Reproduce all entries precisely, down to the last character.

START DATASET EXCERPTS

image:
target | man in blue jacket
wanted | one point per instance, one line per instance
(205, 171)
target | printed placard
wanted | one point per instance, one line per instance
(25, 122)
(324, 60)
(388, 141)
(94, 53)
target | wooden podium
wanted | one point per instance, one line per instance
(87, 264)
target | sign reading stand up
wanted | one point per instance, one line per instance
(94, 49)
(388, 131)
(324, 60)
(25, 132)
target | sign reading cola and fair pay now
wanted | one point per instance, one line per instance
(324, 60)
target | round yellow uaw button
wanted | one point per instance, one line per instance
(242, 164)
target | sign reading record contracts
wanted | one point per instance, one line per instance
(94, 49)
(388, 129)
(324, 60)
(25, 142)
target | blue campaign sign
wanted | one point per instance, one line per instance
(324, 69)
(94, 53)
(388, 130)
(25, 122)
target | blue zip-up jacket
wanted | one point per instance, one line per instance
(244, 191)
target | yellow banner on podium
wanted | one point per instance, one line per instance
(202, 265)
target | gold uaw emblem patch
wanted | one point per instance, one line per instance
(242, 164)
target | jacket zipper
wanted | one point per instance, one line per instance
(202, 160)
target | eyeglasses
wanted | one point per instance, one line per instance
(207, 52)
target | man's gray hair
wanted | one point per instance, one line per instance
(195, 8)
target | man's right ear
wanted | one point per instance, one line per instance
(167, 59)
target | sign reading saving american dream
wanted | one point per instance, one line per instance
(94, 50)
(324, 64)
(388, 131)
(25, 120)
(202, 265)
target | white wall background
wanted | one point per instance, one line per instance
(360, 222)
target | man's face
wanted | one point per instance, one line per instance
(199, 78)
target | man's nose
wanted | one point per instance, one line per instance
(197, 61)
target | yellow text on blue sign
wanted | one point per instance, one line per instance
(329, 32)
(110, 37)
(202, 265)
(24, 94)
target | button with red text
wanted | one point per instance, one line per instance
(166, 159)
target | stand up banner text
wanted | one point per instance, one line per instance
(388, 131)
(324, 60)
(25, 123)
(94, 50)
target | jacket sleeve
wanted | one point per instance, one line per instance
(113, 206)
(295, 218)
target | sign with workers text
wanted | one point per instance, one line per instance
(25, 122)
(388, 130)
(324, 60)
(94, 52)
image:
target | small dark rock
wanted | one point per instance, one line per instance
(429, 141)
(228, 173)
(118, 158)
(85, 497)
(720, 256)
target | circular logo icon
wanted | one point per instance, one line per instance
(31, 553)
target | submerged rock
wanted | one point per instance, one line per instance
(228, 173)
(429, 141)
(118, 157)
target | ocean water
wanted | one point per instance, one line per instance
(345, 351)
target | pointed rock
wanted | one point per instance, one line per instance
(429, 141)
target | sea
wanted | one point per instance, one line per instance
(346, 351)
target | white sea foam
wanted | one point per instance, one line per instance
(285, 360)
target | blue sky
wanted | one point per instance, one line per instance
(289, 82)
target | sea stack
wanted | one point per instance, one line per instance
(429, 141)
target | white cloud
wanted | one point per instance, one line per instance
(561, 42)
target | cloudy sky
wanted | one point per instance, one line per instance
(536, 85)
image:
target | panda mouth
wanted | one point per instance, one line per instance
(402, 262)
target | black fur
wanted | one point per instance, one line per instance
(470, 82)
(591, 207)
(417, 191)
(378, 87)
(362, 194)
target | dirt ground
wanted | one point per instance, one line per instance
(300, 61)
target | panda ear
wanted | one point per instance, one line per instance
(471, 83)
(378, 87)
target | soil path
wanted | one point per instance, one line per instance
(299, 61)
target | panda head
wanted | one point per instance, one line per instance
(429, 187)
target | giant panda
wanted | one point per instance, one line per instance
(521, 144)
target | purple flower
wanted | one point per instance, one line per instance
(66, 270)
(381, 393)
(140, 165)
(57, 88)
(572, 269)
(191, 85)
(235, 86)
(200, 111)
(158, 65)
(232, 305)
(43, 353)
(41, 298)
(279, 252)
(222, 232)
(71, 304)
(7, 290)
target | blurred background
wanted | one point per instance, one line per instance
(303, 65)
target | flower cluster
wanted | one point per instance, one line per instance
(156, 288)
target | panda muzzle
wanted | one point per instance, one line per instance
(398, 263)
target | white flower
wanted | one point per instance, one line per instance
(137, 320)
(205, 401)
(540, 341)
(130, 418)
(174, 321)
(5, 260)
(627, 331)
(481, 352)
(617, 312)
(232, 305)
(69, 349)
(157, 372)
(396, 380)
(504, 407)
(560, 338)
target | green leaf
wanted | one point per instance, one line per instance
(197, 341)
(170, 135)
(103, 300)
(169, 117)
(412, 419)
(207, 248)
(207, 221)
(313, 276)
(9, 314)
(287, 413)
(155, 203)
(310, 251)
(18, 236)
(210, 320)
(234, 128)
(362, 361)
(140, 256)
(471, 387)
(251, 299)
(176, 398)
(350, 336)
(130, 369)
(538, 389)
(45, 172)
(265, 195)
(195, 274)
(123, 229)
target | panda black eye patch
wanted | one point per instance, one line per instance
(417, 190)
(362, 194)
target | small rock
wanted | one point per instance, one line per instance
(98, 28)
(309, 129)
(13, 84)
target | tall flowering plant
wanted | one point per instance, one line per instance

END DATASET EXCERPTS

• REPLY TO THE EXERCISE:
image:
target | man in blue jacket
wanted | one point per instance, one line per instance
(205, 171)
target | printed placard
wanted | one point per instance, one line per instance
(25, 122)
(324, 60)
(388, 141)
(94, 53)
target | wooden podium
wanted | one point per instance, one line per instance
(87, 264)
target | sign reading stand up
wanted | one point per instance, one line per instance
(94, 49)
(388, 131)
(324, 60)
(25, 132)
target | sign reading cola and fair pay now
wanted | one point per instance, one line per instance
(324, 60)
target | round yellow uaw button
wanted | one point per instance, one line per instance
(242, 164)
target | sign reading record contracts
wanted | one point per instance, one line per instance
(94, 49)
(388, 129)
(324, 60)
(25, 142)
target | blue campaign sign
wanted | one point per instance, one line per instance
(324, 69)
(94, 53)
(388, 130)
(25, 122)
target | blue zip-up jacket
wanted | one point per instance, one line per instance
(244, 191)
target | yellow banner on podium
wanted | one point per instance, one line per instance
(202, 265)
target | gold uaw emblem patch
wanted | one point per instance, one line per instance
(242, 164)
target | jacket zipper
wanted | one point per instance, one line per instance
(202, 160)
target | eyeglasses
wanted | one point per instance, one line per instance
(207, 52)
target | man's gray hair
wanted | one point per instance, one line per instance
(195, 8)
target | man's right ear
wanted | one point per instance, one line per instance
(167, 59)
target | sign reading saving american dream
wanted | one point per instance, one line per instance
(94, 50)
(324, 64)
(388, 131)
(25, 120)
(202, 265)
target | white wall background
wanted | one point per instance, one line per instance
(360, 222)
target | man's face
wanted | one point per instance, one line per instance
(199, 78)
target | man's nose
wanted | one point per instance, one line per instance
(197, 61)
target | yellow text on blue sign
wanted | one point per instance, one line per instance
(329, 32)
(110, 37)
(202, 265)
(24, 94)
target | button with red text
wanted | one point per instance, one line per instance
(166, 159)
target | stand up banner text
wanted | one point per instance, one line per instance
(388, 131)
(324, 60)
(25, 123)
(94, 50)
target | jacket sleeve
wanted | one point per instance, one line per instance
(113, 206)
(295, 218)
target | sign with workers text
wanted | one point per instance, one line per instance
(25, 122)
(388, 130)
(324, 60)
(94, 52)
image:
target | small dark rock
wanted | one point per instance, one line per instance
(429, 141)
(228, 173)
(118, 158)
(85, 497)
(720, 256)
target | circular logo icon
wanted | one point per instance, one line per instance
(31, 553)
target | submerged rock
wanted | one point per instance, one line per instance
(228, 173)
(429, 141)
(118, 157)
target | ocean water
wanted | one point per instance, one line per instance
(345, 351)
target | pointed rock
wanted | one point per instance, one line per instance
(429, 141)
target | sea
wanted | one point per instance, one line per instance
(346, 351)
target | white sea foam
wanted | one point per instance, one line per instance
(285, 360)
target | blue sky
wanted | one point per instance, one line per instance
(289, 82)
target | sea stack
wanted | one point per instance, one line per instance
(429, 141)
target | white cloud
wanted | one point per instance, one line per instance
(561, 42)
target | cloudy sky
wanted | one point per instance, one line per instance
(536, 85)
image:
target | panda mouth
wanted | one point per instance, one line per instance
(402, 262)
target | black fur
wanted | one point per instance, one line per instance
(470, 82)
(591, 207)
(417, 191)
(378, 87)
(362, 194)
target | dirt ground
wanted | one point per instance, one line per instance
(300, 61)
target | panda ear
wanted | one point per instance, one line per instance
(471, 83)
(378, 87)
target | soil path
wanted | one point per instance, one line per instance
(299, 61)
target | panda head
wanted | one point per instance, one line per instance
(429, 187)
target | giant panda
wanted | one point per instance, one line per instance
(521, 144)
target | purple flower
wanted | one point per instance, one line per instance
(66, 270)
(381, 393)
(140, 165)
(57, 88)
(572, 269)
(191, 85)
(235, 86)
(200, 111)
(158, 65)
(232, 305)
(43, 353)
(41, 298)
(279, 252)
(222, 232)
(71, 304)
(7, 290)
target | blurred background
wanted | one point per instance, one line per instance
(303, 65)
target | flower cluster
wanted | one point per instance, one line per instance
(156, 288)
target | panda muzzle
wanted | one point per instance, one line per instance
(398, 263)
target | white flower
wanted | one point per instance, one line per instance
(137, 320)
(205, 401)
(540, 341)
(130, 418)
(174, 321)
(5, 260)
(627, 331)
(481, 352)
(617, 312)
(232, 305)
(69, 349)
(157, 372)
(396, 380)
(504, 407)
(560, 338)
target | green leaf
wanted | one point per instance, one line per instance
(197, 341)
(170, 135)
(103, 300)
(169, 117)
(412, 419)
(207, 248)
(207, 221)
(313, 276)
(9, 314)
(287, 413)
(155, 203)
(310, 251)
(18, 236)
(210, 320)
(234, 128)
(362, 361)
(140, 256)
(471, 387)
(251, 299)
(176, 398)
(350, 336)
(130, 369)
(538, 389)
(45, 172)
(265, 195)
(195, 274)
(123, 229)
target | panda black eye patch
wanted | one point per instance, one line per instance
(417, 190)
(362, 194)
target | small rock
wanted | one point per instance, one line per instance
(98, 28)
(309, 129)
(13, 84)
target | tall flowering plant
wanted | one point per instance, one line per instance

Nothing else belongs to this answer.